■ Given text
• • • • •
# turnout stability: a lesson learned



## avlisk (Apr 27, 2012)

I'm a newbie, constructing my first garden layout. (7 months into construction as of Nov. 2012) 
My plan is to float the track on 3/8" gravel. The lesson learned is that my turnouts need better support. They just wouldn't stay flat on the gravel base. (And 2 axle passenger cars just don't like wonky track work.) I had to put cement pads under each turnout to keep them firmly planted. Not yet sure about the rest of the track needing a similar base. But I thought my experience would be helpful to any other newbies. Ken Silva, Phoenix, AZ


----------



## Totalwrecker (Feb 26, 2009)

Funny, down here in Tucson I had no such problem ... of wait you us turnouts and I use switches, could that be ...? No just sad early morn humor. 

Seriously, the only concern I have is keeping gravel away from the points and throwbar, other wise no problems.
• • • • •
■ Dataset content

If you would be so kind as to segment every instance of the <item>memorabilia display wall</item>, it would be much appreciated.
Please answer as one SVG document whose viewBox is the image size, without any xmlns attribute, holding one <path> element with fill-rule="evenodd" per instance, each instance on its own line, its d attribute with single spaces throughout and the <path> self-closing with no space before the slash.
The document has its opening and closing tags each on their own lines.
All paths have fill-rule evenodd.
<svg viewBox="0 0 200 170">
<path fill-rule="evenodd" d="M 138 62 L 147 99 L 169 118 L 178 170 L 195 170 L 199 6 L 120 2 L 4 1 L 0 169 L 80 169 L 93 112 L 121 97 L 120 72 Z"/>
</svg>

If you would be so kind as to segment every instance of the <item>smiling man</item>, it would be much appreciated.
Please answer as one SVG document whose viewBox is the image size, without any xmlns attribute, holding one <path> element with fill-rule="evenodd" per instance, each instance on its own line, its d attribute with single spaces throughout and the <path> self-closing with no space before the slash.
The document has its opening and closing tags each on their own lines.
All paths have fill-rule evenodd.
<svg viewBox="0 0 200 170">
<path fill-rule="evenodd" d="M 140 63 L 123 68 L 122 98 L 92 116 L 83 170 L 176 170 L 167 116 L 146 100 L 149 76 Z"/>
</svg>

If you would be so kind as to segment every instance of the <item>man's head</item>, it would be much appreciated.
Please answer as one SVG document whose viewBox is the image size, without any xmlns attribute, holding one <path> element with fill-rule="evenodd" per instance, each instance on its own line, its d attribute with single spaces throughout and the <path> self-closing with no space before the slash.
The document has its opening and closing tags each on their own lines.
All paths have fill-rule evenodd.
• • • • •
■ Prompt 1
According to the forum thread, what material did avlisk put under each turnout to keep it firmly planted?
■ Prompt 2
Rewrite part of the listing as a Markdown table with the columns Row and Line. Begin at the listing line that contains "head</item>, it would be much appreciated.", continue through the end of the listing, and leave out blank lines.

■ Exercise result 1
Cement pads.

■ Exercise result 2
| Row | Line |
|---|---|
| 1 | If you would be so kind as to segment every instance of the <item>man's head</item>, it would be much appreciated. |
| 2 | Please answer as one SVG document whose viewBox is the image size, without any xmlns attribute, holding one <path> element with fill-rule="evenodd" per instance, each instance on its own line, its d attribute with single spaces throughout and the <path> self-closing with no space before the slash. |
| 3 | The document has its opening and closing tags each on their own lines. |
| 4 | All paths have fill-rule evenodd. |